(Excerpts from point annotation data)
□ □ □

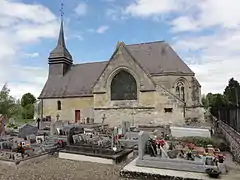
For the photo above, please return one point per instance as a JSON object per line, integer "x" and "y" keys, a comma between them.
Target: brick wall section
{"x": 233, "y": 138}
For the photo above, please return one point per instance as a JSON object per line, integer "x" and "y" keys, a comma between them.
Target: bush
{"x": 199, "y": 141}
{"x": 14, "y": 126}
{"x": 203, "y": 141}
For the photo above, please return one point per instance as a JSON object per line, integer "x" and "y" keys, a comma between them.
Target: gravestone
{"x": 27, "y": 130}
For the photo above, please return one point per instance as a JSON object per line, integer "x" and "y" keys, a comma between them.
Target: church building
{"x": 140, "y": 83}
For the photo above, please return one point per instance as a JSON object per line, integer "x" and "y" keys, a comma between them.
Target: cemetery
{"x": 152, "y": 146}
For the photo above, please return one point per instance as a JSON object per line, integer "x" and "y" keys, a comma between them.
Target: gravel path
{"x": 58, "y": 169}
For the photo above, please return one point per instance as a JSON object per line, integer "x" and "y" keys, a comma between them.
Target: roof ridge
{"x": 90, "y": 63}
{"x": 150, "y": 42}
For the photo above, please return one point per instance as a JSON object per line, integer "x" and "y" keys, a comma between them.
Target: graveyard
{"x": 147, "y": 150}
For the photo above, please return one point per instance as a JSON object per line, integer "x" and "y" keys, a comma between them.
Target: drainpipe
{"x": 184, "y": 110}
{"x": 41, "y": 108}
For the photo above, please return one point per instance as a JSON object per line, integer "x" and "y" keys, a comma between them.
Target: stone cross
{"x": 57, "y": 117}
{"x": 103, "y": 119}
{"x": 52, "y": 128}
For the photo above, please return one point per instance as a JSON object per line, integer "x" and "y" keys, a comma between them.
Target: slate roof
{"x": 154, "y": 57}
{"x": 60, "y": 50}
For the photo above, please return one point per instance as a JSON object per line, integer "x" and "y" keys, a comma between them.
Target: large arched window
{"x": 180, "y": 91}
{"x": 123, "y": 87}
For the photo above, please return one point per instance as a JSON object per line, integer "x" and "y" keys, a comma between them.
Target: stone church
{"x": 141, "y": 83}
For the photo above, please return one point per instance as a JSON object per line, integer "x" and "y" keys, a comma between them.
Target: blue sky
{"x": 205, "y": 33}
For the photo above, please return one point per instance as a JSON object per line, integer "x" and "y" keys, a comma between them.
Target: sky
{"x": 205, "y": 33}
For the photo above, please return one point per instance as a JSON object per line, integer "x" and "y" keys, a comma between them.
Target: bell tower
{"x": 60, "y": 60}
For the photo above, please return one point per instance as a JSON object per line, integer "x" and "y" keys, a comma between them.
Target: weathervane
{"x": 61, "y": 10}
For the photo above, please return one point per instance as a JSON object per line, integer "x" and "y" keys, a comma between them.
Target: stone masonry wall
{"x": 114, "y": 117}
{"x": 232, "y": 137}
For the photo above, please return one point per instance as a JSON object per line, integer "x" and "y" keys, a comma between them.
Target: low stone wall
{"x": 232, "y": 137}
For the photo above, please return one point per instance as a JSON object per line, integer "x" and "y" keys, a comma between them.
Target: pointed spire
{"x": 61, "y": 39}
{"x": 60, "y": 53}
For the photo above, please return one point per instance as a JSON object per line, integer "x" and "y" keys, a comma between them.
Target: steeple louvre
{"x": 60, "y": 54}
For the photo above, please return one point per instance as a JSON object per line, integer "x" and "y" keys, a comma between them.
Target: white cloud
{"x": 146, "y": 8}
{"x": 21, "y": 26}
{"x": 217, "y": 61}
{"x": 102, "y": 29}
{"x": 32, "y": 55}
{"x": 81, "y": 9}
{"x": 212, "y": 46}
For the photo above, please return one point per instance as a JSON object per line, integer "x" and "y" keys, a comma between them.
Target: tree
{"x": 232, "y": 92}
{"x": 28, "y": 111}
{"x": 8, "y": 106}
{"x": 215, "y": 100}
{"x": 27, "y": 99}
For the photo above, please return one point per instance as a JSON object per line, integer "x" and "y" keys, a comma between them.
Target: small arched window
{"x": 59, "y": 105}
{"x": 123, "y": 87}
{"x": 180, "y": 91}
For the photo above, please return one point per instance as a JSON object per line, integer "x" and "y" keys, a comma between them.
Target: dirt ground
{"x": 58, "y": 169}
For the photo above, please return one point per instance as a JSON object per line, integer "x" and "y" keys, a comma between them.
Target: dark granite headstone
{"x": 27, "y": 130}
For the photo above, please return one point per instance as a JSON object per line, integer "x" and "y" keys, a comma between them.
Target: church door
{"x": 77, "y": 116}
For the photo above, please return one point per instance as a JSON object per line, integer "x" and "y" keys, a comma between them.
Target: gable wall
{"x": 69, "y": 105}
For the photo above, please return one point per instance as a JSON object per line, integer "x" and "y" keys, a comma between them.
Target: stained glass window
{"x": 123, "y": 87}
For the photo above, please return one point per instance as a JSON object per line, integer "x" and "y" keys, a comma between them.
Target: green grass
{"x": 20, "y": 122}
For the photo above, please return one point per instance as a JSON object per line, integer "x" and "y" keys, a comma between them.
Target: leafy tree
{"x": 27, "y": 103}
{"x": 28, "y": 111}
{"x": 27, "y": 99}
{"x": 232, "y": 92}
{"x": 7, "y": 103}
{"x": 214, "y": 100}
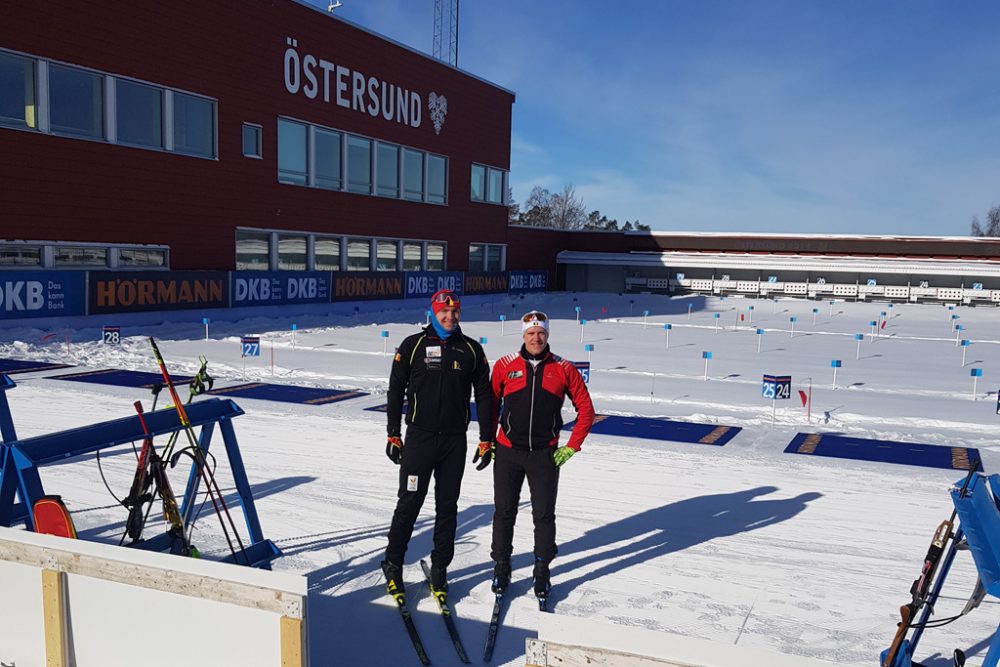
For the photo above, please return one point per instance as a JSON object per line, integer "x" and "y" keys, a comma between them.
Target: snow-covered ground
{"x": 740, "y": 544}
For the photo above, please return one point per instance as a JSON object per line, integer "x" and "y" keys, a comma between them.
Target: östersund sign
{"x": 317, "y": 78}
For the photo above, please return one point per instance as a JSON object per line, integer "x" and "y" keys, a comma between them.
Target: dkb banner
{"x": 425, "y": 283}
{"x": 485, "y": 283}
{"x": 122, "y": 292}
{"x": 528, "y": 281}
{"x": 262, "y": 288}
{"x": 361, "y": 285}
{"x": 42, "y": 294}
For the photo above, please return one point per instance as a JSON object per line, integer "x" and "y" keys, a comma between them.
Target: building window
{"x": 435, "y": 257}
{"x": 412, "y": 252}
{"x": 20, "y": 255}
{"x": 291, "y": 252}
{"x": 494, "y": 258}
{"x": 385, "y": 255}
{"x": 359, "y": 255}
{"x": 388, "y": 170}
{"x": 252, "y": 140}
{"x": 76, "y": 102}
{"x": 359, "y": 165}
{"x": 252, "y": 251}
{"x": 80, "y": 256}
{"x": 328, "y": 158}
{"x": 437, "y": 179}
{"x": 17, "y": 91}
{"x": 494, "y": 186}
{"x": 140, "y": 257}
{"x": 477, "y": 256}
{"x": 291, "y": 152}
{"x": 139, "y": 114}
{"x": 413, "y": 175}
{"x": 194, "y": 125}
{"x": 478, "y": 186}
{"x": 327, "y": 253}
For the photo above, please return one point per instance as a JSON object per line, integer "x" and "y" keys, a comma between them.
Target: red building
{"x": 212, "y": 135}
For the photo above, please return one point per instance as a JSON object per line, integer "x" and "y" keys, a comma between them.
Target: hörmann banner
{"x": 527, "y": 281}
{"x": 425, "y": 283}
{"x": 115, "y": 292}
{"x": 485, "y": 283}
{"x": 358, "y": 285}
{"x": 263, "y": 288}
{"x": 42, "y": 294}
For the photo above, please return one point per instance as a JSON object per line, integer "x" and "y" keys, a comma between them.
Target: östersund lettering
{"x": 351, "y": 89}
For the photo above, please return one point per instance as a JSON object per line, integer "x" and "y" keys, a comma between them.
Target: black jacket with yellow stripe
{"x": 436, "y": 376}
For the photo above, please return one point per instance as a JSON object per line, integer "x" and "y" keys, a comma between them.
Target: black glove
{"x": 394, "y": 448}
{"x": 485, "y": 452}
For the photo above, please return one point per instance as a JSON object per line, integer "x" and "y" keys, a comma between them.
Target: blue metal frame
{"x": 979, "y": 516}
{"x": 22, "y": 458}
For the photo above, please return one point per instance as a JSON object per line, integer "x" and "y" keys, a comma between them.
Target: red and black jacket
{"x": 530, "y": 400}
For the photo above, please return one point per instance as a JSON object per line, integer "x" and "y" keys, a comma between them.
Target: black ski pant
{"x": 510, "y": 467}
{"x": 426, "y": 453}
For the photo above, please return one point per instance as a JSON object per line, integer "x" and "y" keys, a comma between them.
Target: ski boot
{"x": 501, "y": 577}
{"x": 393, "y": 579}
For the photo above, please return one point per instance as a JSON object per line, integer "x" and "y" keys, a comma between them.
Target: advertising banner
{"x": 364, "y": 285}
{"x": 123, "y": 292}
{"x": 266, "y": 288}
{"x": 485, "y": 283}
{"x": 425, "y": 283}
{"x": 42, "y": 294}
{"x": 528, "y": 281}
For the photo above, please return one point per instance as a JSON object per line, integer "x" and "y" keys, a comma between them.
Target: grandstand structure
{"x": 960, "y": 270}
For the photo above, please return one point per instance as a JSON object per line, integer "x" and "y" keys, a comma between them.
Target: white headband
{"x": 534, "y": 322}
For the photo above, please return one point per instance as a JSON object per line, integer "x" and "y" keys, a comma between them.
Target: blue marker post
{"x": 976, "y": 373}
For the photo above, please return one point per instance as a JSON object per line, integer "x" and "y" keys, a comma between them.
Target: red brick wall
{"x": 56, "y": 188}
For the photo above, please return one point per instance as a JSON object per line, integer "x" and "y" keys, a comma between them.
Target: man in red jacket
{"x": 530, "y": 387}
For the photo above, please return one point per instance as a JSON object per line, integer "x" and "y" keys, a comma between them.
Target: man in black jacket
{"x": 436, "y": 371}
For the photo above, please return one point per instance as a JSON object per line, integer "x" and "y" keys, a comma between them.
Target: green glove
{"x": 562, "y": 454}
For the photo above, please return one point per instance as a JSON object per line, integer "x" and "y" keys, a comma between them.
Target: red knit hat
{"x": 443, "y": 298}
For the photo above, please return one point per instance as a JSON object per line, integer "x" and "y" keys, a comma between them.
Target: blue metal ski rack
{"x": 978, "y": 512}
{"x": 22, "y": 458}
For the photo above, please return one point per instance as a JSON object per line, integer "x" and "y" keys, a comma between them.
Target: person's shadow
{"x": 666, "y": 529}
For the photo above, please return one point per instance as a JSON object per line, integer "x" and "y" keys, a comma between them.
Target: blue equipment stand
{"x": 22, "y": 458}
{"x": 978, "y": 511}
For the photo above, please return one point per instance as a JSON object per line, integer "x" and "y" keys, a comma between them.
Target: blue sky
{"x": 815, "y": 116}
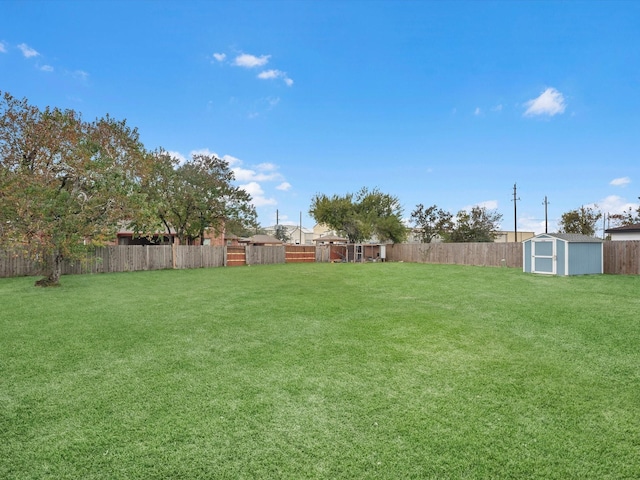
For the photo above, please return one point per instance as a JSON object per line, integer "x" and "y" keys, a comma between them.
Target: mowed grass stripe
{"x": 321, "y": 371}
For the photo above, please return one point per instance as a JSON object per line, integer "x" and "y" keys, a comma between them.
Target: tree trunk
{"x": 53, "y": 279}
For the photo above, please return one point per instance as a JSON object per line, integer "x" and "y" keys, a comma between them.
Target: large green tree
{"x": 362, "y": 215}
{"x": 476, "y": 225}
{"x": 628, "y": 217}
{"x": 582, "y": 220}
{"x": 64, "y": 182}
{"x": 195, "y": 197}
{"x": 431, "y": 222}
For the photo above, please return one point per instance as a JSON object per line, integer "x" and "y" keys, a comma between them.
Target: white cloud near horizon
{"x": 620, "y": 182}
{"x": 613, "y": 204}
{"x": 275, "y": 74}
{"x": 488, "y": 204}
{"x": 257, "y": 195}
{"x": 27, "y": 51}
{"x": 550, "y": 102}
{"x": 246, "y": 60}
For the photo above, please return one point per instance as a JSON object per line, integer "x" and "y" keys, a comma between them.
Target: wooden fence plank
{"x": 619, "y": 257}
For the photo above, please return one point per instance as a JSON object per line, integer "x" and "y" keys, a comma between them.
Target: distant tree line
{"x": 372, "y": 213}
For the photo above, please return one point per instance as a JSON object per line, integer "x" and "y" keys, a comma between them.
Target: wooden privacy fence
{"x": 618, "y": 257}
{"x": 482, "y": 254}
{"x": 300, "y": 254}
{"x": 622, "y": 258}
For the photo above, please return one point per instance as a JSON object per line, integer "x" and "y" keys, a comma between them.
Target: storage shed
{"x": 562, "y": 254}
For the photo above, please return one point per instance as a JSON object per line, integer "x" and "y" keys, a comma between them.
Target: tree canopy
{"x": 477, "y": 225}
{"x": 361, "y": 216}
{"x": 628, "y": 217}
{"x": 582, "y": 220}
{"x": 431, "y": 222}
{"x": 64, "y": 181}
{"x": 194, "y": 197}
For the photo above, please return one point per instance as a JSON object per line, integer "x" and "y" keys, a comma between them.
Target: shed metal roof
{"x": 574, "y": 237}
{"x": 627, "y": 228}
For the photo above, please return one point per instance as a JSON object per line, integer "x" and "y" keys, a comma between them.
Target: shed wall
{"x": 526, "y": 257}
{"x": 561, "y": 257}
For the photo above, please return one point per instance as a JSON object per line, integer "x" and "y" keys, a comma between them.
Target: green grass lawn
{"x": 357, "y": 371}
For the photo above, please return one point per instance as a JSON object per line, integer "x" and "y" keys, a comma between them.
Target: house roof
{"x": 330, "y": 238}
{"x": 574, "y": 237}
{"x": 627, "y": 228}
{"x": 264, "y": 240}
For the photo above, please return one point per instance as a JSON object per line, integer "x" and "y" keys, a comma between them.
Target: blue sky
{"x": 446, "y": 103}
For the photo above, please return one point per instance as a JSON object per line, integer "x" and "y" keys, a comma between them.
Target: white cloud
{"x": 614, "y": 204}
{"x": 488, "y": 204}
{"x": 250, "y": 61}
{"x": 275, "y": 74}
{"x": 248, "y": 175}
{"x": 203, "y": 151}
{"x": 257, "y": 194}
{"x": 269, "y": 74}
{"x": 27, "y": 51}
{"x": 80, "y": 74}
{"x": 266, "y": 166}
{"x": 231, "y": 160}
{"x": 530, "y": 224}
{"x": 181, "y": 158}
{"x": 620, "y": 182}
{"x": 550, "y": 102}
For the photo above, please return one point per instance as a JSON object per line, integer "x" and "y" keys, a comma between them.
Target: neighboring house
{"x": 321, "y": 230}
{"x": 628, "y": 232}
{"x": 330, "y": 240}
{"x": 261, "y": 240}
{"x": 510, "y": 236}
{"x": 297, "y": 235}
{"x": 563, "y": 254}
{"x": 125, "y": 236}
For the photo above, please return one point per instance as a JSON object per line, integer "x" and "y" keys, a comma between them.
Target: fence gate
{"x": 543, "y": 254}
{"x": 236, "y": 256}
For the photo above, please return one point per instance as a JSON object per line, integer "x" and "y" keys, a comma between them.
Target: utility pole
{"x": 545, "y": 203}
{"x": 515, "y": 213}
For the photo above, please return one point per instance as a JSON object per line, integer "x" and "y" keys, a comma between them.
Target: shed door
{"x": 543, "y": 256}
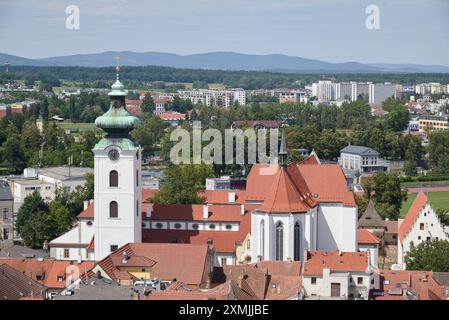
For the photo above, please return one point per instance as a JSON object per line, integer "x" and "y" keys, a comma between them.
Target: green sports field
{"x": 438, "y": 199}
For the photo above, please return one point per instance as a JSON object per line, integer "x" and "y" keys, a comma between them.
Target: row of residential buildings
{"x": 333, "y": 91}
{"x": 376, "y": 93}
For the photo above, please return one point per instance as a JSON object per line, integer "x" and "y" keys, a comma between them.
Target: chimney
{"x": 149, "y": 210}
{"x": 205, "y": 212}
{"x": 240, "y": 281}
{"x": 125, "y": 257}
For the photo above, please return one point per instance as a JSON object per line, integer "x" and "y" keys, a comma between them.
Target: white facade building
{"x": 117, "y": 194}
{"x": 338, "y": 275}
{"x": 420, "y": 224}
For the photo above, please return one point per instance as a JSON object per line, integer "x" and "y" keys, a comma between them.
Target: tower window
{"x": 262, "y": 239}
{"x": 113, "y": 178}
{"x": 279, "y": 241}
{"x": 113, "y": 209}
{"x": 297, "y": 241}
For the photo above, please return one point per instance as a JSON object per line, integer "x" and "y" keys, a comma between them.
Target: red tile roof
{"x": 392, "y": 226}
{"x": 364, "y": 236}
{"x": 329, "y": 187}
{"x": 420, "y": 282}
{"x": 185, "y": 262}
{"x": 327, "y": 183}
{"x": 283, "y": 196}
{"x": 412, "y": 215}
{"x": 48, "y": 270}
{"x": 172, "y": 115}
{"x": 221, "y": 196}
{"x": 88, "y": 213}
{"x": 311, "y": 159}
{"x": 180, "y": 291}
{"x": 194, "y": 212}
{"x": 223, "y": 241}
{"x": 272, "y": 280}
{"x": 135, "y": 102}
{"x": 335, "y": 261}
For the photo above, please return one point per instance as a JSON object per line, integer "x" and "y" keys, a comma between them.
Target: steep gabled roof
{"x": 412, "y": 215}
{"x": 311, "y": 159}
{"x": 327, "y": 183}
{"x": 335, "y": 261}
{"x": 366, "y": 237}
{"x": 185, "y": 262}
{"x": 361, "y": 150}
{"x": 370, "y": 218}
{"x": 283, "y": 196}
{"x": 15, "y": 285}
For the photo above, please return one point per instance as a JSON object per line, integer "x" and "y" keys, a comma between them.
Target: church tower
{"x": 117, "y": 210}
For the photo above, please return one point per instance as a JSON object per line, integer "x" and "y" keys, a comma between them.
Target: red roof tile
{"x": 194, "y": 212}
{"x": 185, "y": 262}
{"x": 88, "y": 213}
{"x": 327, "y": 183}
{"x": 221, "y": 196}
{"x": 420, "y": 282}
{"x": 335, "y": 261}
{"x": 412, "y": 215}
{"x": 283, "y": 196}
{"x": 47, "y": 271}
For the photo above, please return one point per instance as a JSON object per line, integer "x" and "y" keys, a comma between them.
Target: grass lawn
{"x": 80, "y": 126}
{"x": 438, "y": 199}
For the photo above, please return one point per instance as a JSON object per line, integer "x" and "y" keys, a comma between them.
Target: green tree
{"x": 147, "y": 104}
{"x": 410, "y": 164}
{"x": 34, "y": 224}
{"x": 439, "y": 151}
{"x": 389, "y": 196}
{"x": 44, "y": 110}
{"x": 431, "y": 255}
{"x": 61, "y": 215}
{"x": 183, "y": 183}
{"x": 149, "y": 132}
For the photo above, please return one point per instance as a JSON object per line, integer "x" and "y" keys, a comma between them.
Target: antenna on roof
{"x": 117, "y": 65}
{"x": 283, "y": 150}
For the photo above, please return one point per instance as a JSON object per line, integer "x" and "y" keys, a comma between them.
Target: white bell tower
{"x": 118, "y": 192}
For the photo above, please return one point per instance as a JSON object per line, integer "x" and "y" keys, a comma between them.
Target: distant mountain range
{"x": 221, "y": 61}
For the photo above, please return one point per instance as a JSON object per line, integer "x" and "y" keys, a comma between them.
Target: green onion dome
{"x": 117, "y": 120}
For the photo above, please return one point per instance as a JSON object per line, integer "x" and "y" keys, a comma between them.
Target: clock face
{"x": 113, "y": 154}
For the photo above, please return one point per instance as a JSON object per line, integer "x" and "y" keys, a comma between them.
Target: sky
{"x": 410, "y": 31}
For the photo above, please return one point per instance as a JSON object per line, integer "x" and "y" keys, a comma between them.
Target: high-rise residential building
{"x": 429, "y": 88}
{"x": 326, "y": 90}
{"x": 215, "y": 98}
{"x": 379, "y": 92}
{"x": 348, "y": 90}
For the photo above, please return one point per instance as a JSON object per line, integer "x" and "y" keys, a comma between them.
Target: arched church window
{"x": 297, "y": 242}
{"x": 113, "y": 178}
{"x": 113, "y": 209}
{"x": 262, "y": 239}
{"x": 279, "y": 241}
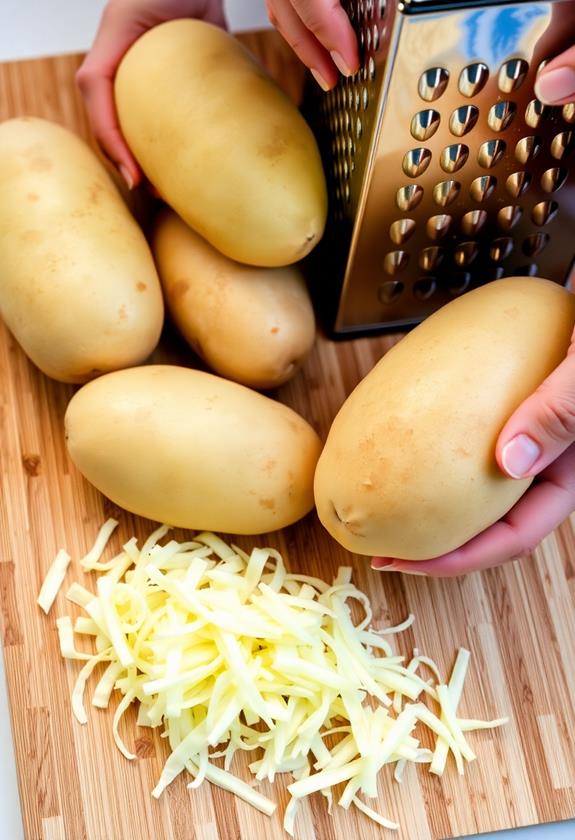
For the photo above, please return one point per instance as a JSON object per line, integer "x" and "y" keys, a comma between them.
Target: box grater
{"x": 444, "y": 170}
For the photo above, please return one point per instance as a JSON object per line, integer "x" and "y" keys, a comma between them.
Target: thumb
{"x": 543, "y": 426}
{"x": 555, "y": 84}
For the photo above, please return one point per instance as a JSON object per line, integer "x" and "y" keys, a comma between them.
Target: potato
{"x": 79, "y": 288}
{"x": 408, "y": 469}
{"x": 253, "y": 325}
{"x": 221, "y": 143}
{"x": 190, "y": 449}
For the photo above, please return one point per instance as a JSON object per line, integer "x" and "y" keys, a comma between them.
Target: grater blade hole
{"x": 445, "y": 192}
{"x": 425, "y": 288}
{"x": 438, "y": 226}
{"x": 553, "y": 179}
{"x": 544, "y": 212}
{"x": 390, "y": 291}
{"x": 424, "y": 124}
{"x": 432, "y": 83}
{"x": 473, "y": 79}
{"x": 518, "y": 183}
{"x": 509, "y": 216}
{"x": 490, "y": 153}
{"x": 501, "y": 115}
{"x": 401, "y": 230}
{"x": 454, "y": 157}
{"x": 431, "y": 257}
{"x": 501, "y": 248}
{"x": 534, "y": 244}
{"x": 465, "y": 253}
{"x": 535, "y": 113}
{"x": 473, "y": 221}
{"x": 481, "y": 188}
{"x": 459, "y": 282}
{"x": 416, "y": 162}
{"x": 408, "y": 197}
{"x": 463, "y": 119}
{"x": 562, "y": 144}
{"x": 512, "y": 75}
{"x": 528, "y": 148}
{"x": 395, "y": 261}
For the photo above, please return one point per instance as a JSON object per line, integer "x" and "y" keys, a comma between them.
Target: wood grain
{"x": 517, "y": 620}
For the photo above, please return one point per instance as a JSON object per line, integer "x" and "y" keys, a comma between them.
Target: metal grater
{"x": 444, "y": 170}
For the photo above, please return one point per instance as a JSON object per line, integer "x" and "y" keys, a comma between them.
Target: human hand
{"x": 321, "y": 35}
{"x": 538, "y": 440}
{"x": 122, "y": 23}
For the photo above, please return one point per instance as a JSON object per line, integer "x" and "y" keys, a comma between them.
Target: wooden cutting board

□ □ □

| Problem description |
Find every line in the listing that contains the word "large" and copy each one.

| Expected answer |
Target: large arched window
Target: large green tree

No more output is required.